┌─ Material supplied

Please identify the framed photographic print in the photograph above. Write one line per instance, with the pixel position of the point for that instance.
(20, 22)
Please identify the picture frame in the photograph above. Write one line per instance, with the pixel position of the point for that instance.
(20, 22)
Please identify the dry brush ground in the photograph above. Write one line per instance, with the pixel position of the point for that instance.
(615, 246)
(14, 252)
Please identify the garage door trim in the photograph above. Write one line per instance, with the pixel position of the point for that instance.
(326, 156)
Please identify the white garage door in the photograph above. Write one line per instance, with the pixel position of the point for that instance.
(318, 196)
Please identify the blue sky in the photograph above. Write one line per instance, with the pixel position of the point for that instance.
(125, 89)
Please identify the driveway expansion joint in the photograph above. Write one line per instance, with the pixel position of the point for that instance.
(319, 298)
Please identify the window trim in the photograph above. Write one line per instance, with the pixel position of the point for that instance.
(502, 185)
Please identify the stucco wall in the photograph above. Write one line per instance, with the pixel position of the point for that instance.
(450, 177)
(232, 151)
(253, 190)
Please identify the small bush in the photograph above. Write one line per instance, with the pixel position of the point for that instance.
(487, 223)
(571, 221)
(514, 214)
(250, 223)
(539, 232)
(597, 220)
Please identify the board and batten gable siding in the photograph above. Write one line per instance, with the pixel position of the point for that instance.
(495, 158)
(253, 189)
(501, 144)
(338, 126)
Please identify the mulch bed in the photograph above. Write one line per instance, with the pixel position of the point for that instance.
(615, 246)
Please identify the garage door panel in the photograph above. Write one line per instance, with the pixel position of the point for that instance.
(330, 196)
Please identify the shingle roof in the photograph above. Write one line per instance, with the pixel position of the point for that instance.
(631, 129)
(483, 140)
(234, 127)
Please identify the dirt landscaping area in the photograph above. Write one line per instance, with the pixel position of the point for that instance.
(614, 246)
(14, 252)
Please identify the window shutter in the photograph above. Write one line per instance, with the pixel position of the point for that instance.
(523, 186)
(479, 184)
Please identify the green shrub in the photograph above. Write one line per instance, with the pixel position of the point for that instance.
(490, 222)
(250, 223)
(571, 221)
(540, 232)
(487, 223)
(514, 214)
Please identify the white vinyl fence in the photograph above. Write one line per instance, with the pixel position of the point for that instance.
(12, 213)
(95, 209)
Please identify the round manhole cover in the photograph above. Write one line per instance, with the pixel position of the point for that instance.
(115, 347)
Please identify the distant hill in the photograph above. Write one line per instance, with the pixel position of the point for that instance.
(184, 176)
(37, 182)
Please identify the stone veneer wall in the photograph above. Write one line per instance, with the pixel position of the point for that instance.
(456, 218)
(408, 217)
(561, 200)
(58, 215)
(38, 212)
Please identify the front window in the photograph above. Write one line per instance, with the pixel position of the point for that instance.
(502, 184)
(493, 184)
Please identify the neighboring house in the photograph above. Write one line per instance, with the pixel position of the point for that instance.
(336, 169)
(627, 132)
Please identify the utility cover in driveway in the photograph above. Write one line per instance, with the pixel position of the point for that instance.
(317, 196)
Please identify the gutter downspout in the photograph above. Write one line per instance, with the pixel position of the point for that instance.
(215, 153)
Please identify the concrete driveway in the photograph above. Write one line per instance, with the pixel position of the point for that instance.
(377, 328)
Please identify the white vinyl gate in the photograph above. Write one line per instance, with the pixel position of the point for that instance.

└─

Stated task: Could you write out all of the material above word for word, from its first line through its last?

Written solution:
Please identify the framed photographic print in the photograph above. Write one line per instance, with the pixel position of the point for that instance.
(20, 22)
Please identify the picture frame in the photograph above. Write one line per instance, with the pixel position of the point for that instance.
(20, 22)
Please identify the dry brush ground in the photograph above. Write one line per instance, with the pixel position of the point for that instance.
(615, 246)
(14, 252)
Please identify the garage door trim in the photograph above. Write one line per instance, with the pixel position of the point for that instance.
(326, 156)
Please identify the white garage door in the photograph above. Write one line per instance, with the pixel position of the point for that instance.
(318, 196)
Please identify the blue sky in the photograph above. Write one line per instance, with the pixel position of the point for that instance.
(125, 89)
Please identify the driveway expansion joint in the photograph above. Write one line per instance, with the pixel position of the point for that instance.
(319, 298)
Please identify the window trim in the photograph above. Write one line per instance, with the pixel position of the point for that instance.
(502, 185)
Please identify the stucco wall in the photograph above. Write one line per instance, with the pixel position of the point for that instance.
(450, 177)
(232, 151)
(253, 190)
Please identify the small bush in the photograph above. Write one line per instance, with the pixel position of the point for that instance.
(487, 223)
(571, 221)
(514, 214)
(250, 223)
(539, 232)
(597, 220)
Please identify the board and batten gable siding in the photograph above. Write one line per instance, with the pixel position of the point for that instance.
(495, 158)
(253, 189)
(501, 144)
(338, 126)
Please identify the mulch bed in the photograph above. Write one line per instance, with the pixel position of the point for that instance.
(615, 246)
Please identify the garage door panel in the photograph above. Write one line per instance, with the pixel position of the point for that instance.
(330, 196)
Please identify the shingle roof in the photograph above. Write one line per instance, with the pixel position of the point for that instance.
(631, 129)
(483, 140)
(234, 127)
Please identify the dirt landscaping area in the photograph above. Write one line per instance, with the pixel position of the point for that instance.
(614, 246)
(14, 252)
Please identify the window shutter in the photograph above. Write one line per instance, with the pixel position of the point for that instance.
(523, 186)
(479, 184)
Please identify the green shrub in the photograph above. Write one line per instance, with the pixel position of the point for that instance.
(490, 222)
(250, 223)
(571, 221)
(540, 232)
(487, 223)
(514, 214)
Please identify the white vinyl fence in the photograph above. Write one line per instance, with the pixel position of the point for that instance.
(12, 213)
(95, 209)
Please identify the round manhole cover in the photograph above. Write one line per instance, with the pixel position of the point for that instance.
(115, 347)
Please identify the distant hill in the photograph above. Write one line per instance, with the pixel position of the point for that instance.
(184, 176)
(37, 182)
Please identify the stone veneer wall in the photograph above. Write one line per instance, with the pixel position of the point for that instance.
(456, 218)
(408, 217)
(561, 200)
(58, 215)
(38, 212)
Please identify the front window in the photograph above. Write one line per instance, with the pixel position of the point for that instance.
(502, 184)
(493, 184)
Please identify the neighboring house in the photograph above. Write one line per instance, with the pixel position of the point for that instance.
(336, 169)
(627, 132)
Please identify the utility cover in driveway in the photograph above. Write one line per instance, with the pixel position of the point for that instance.
(317, 196)
Please identify the gutter downspout in the photograph above. Write one line per instance, with the pixel position of the point for that instance.
(215, 153)
Please identify the concrete driveway in the photograph above. Write one line per instance, with the pixel position of the point for that instance.
(377, 328)
Please identify the white vinyl gate in the photograph above. Write one line per instance, with the pixel position of the point for that instance.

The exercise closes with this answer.